• _The tasks_
(A) List every person named in the article about Gaines Hall.
(B) Write the next part of the article about saving Gaines Hall, picking up after its final sentence.

• _Page_
= = = =
Preservationists: Save Gaines Hall – one of Atlanta’s most significant buildingsBefore the fire: A boarded-up Gaines Hall awaits its fate in 2013. (Photo by Maria Saporta)
By Maria Saporta
Gaines Hall – one of the most significant historic buildings in Atlanta – must be saved.
That is the “rallying cry” from two leading preservationists about the 1869 vacant dormitory on the Morris Brown campus that went up in flames Thursday night.
Mark McDonald, president and CEO of the Georgia Trust for Historic Preservation; and Sheffield Hale, president and CEO of the Atlanta History Center; went together to see Gaines Hall on Friday to see for themselves the extent of the damage.
They just so happened to show up right after WSB-TV had interviewed representatives of the Atlanta Fire Department. They heard that the fire investigators had determined that the building should be torn down because it poses a safety hazard.
Both McDonald and Hale were aghast that the city officials would even whisper about tearing down Gaines Hall, one of the oldest and historically important buildings in Atlanta.
And what a sad tragedy it would be if the City of Atlanta actually demolished a building that it just acquired earlier this year. Obviously the fire occurred on the city’s watch – evidence that the city did not properly protect the building from a fire.
Asked if Gaines Hall could be saved, McDonald did not hesitate.
“Absolutely! No question,” McDonald said.
As evidence, McDonald pointed to the historically significant Hancock County Courthouse in Sparta – a building that was gutted by fire two years ago. Today, the Courthouse has been “completely rehabilitated” by that county.
“If they can do it in Hancock County, I’m sure they can do it Atlanta,” McDonald said, adding that the city would have a “blank slate” to redo the interior of the building with modern amenities.
But demolishing Gaines Hall should not even be an option.
= = = =
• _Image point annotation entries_
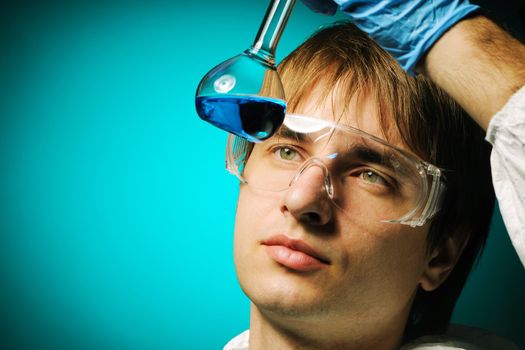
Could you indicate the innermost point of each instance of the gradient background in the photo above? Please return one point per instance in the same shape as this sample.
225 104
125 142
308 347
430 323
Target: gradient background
116 213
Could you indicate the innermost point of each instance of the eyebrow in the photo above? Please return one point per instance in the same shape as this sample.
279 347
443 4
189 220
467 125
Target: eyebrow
287 133
361 152
369 155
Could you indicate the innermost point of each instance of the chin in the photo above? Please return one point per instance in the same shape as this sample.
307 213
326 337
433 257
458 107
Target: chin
282 297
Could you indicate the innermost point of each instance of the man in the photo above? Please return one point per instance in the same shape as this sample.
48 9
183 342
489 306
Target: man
345 255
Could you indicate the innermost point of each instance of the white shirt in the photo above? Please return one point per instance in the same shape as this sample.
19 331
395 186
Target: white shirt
506 133
457 338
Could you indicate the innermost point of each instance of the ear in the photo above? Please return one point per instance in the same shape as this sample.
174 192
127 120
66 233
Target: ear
441 262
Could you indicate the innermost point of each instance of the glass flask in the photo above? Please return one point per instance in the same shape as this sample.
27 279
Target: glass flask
244 95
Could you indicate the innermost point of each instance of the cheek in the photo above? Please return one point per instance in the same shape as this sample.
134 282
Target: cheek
254 212
386 260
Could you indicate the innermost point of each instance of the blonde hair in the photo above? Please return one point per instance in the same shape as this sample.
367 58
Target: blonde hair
428 122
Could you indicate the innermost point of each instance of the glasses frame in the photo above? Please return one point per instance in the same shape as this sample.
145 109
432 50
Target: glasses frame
238 151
= = = =
• _Results_
(A) Maria Saporta, Mark McDonald, Sheffield Hale

(B)
Tim Keane, Atlanta’s new commissioner of Planning and Community Development (which oversees the Atlanta Urban Design Commission), had not responded to an email about the status of Gaines Hall as of late Friday. If and when he responds, I will update this post.
McDonald hopes people will recognize what an “incredibly important historic building” that went up in flames Aug. 20. McDonald said the building was built just four years after the end of the Civil War by the Freedman’s Bureau, and it served as one of the first schools in the nation for emancipated African-Americans.
“The building truly has national significance as a symbol of triumph over the subjugation of African Americans by institution of slavery,” the Georgia Trust said in a statement. “We believe all efforts should be made by its owners to rehabilitate this historic structure.”
When he heard about the fire, Hale said he was “heartbroken,” but not surprised. Whenever a historic building is vacant and left to deteriorate, it becomes vulnerable to fire, vandalism and destruction.
Hale said that Gaines Hall, combined with the Fountain Hall (formerly Stone Hall) across the street, are among the most important African-American buildings in Atlanta, if not the nation.
W.E.B. DuBois, an influential Harvard-educated historian and scholar, became a professor at Atlanta University in July 1897. While he was there, DuBois wrote books that helped change society – including “The Philadelphia Negro” and “The Souls of Black Folks.”
DuBois was a co-founder of the National Association for the Advancement of Colored People (NAACP) in 1909. As a leader of the Niagara Movement, DuBois gained national prominence advocating for equal rights for blacks.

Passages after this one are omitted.